EXERCISE DESCRIPTION: Please reproduce the passage on cyanide solution losses word for word, from "1. Neglect the" up to and including "the respective thickeners.".

TEXT TO READ:
With an ore of the value as used in these calculations it would be desirable to increase the volume of solution to precipitation and thereby cut down on the dissolved loss. This extra solution from thickener W would be added to the classifier overflow feeding into the primary thickener V. Only sufficient solution is added to the grinding circuit to meet the requirements of the grind necessary. It is highly desirable to cut the solution loss to less than 2 cents per ton.

Calculations from the mechanical loss of cyanide:

Assumed conditions:

  1. Neglect the cyanide consumption throughout the system
  2. Strength of cyanide (NaCN) solution 1.00 lb. per ton
  3. Let V, W, X, Y and Z represent the strength in lbs. of NaCN solution discharged from the respective thickeners.

ENTRIES:
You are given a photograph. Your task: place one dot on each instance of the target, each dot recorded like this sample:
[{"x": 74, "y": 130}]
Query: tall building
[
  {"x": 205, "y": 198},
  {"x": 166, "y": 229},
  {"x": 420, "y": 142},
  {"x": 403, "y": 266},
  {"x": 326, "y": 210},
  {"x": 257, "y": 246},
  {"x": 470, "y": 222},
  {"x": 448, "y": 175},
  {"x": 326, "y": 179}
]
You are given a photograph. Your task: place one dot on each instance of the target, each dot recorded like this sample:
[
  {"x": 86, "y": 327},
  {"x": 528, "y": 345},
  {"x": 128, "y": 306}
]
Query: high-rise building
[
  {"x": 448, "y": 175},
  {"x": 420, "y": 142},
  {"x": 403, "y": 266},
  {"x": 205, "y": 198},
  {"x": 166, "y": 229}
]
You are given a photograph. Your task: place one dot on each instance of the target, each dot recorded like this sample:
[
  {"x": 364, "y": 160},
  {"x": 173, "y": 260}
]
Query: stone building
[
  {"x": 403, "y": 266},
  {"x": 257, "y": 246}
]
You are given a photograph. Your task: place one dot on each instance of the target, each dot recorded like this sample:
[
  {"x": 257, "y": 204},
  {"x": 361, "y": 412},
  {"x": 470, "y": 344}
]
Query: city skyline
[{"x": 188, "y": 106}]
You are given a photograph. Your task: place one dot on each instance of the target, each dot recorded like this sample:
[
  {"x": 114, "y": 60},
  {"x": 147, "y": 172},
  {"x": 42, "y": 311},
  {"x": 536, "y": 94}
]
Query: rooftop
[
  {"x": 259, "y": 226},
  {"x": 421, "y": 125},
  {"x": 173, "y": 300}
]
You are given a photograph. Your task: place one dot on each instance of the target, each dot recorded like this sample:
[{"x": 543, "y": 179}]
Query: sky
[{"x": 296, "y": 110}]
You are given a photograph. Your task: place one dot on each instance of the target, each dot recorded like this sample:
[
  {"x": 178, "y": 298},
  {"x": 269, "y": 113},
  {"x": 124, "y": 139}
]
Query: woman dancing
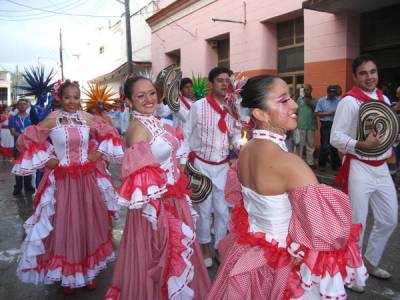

WRITTEN REPLY:
1. Neglect the cyanide consumption throughout the system
  2. Strength of cyanide (NaCN) solution 1.00 lb. per ton
  3. Let V, W, X, Y and Z represent the strength in lbs. of NaCN solution discharged from the respective thickeners.